*Goal of the exercise*:
Find the lines in the records that carry the word "print". Copy each one.

*Input*:

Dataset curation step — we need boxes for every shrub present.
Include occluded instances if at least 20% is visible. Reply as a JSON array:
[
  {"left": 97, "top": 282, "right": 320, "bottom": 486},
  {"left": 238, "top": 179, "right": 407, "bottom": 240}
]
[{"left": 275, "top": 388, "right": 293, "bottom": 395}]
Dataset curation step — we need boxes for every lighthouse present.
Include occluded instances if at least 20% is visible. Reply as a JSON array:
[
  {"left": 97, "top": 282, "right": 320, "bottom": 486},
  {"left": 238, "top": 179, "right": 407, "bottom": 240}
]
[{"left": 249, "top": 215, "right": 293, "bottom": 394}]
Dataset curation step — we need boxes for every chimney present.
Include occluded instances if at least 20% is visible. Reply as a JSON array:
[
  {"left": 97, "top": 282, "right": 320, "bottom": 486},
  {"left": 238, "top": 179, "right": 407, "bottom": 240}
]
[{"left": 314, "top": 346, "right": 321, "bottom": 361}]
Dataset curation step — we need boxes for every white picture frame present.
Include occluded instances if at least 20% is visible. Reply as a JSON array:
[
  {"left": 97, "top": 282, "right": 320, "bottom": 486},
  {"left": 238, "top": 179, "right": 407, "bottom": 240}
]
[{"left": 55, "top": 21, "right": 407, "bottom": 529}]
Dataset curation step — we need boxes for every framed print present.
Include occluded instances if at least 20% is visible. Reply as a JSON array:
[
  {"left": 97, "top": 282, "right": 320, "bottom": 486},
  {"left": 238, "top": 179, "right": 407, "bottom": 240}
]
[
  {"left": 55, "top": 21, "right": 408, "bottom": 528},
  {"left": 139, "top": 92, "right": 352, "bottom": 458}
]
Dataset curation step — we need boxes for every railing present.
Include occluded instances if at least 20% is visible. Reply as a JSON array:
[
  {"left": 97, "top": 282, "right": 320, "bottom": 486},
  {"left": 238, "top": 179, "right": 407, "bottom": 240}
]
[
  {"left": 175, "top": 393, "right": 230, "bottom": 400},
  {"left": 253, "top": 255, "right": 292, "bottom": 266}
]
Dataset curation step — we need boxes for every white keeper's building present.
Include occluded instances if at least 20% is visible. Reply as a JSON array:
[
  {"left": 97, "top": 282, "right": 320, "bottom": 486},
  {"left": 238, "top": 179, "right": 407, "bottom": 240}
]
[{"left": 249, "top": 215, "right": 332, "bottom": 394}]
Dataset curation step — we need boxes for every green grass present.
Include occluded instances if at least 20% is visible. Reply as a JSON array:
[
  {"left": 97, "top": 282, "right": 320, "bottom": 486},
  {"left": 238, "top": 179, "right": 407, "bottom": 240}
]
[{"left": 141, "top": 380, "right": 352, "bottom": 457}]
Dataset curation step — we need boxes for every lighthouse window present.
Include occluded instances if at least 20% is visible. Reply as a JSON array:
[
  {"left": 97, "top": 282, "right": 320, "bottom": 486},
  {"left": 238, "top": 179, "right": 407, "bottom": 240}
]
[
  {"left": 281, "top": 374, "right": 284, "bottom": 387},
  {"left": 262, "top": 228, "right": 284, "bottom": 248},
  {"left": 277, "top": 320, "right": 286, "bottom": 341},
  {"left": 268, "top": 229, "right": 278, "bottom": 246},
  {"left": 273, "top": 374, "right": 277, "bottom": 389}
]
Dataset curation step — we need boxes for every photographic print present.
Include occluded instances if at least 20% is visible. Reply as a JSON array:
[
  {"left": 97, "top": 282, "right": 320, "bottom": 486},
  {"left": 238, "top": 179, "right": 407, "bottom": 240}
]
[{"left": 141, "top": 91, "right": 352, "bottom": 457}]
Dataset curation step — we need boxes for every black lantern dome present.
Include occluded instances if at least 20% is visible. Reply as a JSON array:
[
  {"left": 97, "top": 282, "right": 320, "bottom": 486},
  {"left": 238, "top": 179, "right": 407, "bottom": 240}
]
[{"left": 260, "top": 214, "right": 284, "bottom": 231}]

*Written response*:
Dataset curation step — we need boxes for every framed print present.
Dataset curation step — we need boxes for every photographic print present.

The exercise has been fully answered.